DOCUMENT SEGMENT:

◇ ◇ ◇ ◇

We have a duty to safeguard all children, young people and vulnerable adults from the threat of extremist views, the influence of terrorist groups and the dangers of radicalisation. The Prevent Strategy lays out our approach and our responsibilities.

Just like we should be protecting young people and vulnerable adults from drugs or gang violence, Prevent is all about stopping those we’re responsible for being influenced by extremist, violent, right wing views and attitudes.

It’s focused on education, respect and providing a safe place for students to discuss issues, ask questions and share their views. The Prevent Strategy aims to help young people better understand how to protect themselves.

Guide for Parents & Guardians

We all share in the responsibility of protecting young people and vulnerable adults from the threat of terrorism and extremism. We encourage parents and guardians to be actively involved in the Prevent Strategy as well.

The Prevent Strategy isn’t focused on teaching or learning about extremism. It discusses what extremism is, but also educates children and young people about tolerance and mutual respect.

We always make sure that any discussions are suitable for the age and maturity of our students.

Extremism can develop in any area, at any time. It can take many forms, including political, religious and misogynistic extremism. Some of these may be a bigger threat in our area than others.

We give children and vulnerable adults the skills to protect themselves from any extremist views they may encounter, now or later in their lives, wherever they may be.

◇ ◇ ◇ ◇

MATERIAL:
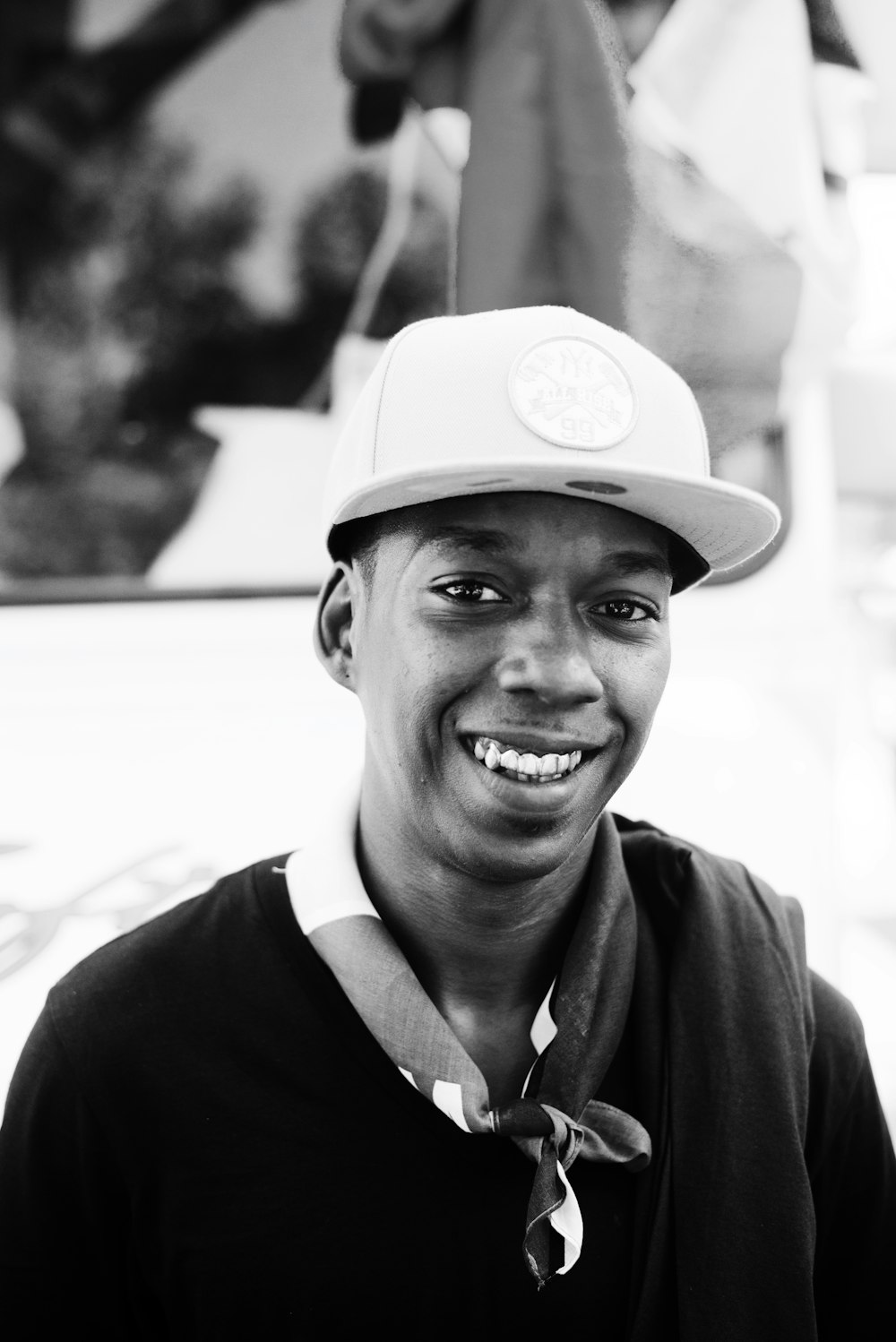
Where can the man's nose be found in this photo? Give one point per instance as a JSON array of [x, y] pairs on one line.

◇ ◇ ◇ ◇

WHAT IS ASKED:
**a.** In the Prevent Strategy text, transcribe the passage starting at "The Prevent Strategy isn’t" and ending at "area than others.".
**b.** Which forms of extremism does the Prevent Strategy text name? List each one.
The material placed after the Prevent Strategy text is separate from it.

RESULTS:
**a.**
The Prevent Strategy isn’t focused on teaching or learning about extremism. It discusses what extremism is, but also educates children and young people about tolerance and mutual respect.

We always make sure that any discussions are suitable for the age and maturity of our students.

Extremism can develop in any area, at any time. It can take many forms, including political, religious and misogynistic extremism. Some of these may be a bigger threat in our area than others.

**b.** Political, religious, misogynistic